# ЧТО ТРЕБУЕТСЯ:
Продолжите текст о Скрябине, начав сразу после его последней строки «ИДУ СКАЗАТЬ ЛЮДЯМ…».

# ИСХОДНЫЙ ТЕКСТ:
------------

Читаем Скрябин полностью

Есть в этом письме что-то недоговоренное. То ли к тому времени она вдруг почувствовала себя «взрослее» вечного ребенка Скрябина и не решилась взять на себя заботу о нем. То ли сумела разглядеть за его поступками врожденную ветреность (вся его последующая «молодая» жизнь говорит об этом). То ли уже тогда чувствовала, что музыка его поведет очень далеко и цель, которая осветит со временем душу Скрябина, будет главной страстью его жизни, рядом с которой померкнет все: чувство к друзьям, к родным и близким, чувство к любимой женщине…

Скоро Секерины услышат, что композитор женился, снова уехал за границу. Выйдет замуж и Наташа. Однажды они случайно встретятся. Она пригласит композитора к себе. «На другой день, — вспомнит Ольга Валерьяновна, — он к ней пришел, очаровал ее мужа и всю ее новую семью, остался у них обедать и провел весь вечер».

Будут и другие встречи. Но уже не будет прежнего чувства. Юношеская любовь перегорела, оставив лишь воспоминания и странную печаль о том, насколько недостижимы человеческие стремления, надежды. «Как дай Вам Бог любимой быть другим», — сказал некогда, прощаясь со своим чувством, Александр Сергеевич Пушкин. «Желаю Вам всего, что только может послужить Вашему счастью и благополучию», — словно вторит ему в последнем своем юношеском письме Александр Николаевич Скрябин.

«ИДУ СКАЗАТЬ ЛЮДЯМ…»

------------

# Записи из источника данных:
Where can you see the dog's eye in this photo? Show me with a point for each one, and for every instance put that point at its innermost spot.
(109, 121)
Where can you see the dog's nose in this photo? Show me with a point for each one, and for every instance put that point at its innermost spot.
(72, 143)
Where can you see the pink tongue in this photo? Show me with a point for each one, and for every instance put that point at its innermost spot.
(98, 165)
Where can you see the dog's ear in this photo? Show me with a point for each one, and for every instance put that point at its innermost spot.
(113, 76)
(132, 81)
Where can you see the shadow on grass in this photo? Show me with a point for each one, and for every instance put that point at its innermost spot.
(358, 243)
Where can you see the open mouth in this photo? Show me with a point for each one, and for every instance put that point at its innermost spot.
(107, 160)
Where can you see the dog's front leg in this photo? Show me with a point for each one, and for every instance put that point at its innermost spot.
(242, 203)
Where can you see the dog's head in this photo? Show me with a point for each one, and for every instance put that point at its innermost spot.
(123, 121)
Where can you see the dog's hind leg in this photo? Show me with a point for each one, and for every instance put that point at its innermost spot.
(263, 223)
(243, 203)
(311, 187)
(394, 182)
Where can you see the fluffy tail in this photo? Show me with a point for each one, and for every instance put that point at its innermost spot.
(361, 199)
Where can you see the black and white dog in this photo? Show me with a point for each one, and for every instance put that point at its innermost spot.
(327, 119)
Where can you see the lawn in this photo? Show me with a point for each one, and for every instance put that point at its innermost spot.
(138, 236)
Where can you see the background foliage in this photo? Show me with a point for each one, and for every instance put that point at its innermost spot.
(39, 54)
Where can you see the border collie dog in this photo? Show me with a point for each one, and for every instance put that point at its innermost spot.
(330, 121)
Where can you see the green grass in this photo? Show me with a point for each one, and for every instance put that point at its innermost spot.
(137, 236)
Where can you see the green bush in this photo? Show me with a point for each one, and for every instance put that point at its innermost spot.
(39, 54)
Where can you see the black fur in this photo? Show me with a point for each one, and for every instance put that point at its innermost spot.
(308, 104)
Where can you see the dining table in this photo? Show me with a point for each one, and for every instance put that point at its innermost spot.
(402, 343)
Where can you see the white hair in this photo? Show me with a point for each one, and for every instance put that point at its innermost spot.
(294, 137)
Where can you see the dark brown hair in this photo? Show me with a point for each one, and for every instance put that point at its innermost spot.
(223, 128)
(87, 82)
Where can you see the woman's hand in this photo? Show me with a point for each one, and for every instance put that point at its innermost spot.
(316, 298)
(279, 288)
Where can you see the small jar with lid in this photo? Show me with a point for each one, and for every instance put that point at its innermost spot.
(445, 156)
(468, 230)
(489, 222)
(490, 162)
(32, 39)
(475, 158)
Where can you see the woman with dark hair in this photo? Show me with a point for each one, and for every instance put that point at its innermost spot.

------------

# ПИСЬМЕННЫЙ ОТВЕТ:
Заграничное путешествие 1896 года, где судьба сначала сведет, а потом разведет Скрябина с неизвестной нам М. К. Ф., поначалу было совместным. Беляев сопровождал композитора в Париже, Брюсселе, Берлине. Даже на эстраду они поначалу выходили вместе: грузный «добротный» Митрофан Петрович и рядом — изящный, небольшого роста Скрябин. По впечатлениям современников, пара сразу останавливала на себе взгляд: крепкий футляр — и хрупкий инструмент, который из него вынули. Беляев и старался взять на себя роль «футляра», защитника от внешних неприятностей. Причина этой отеческой опеки могла быть лишь одна: нервы Александра Николаевича были в самом плачевном состоянии. Прощание с Наташей стало началом другой жизни — артистической, неуютной, где «от судеб защиты нет».

В середине января Беляев вернется в Россию. По всей видимости, Скрябин уже овладел не только аудиторией, но и самим собой. Через десять лет, в Больяско, Александр Николаевич будет вспоминать о покойном Митрофане Петровиче, о каких-то похождениях вместе с ним в Париже. Вспомнит почему-то забавные пьесы из репертуара монмартрских кабачков. Можно предположить, что старший товарищ стремился всячески рассеять неизбывную тревогу младшего. Но Беляев мог удалиться и по иной причине: не хотел «мешать». М. К. Ф. уже появилась в жизни Скрябина.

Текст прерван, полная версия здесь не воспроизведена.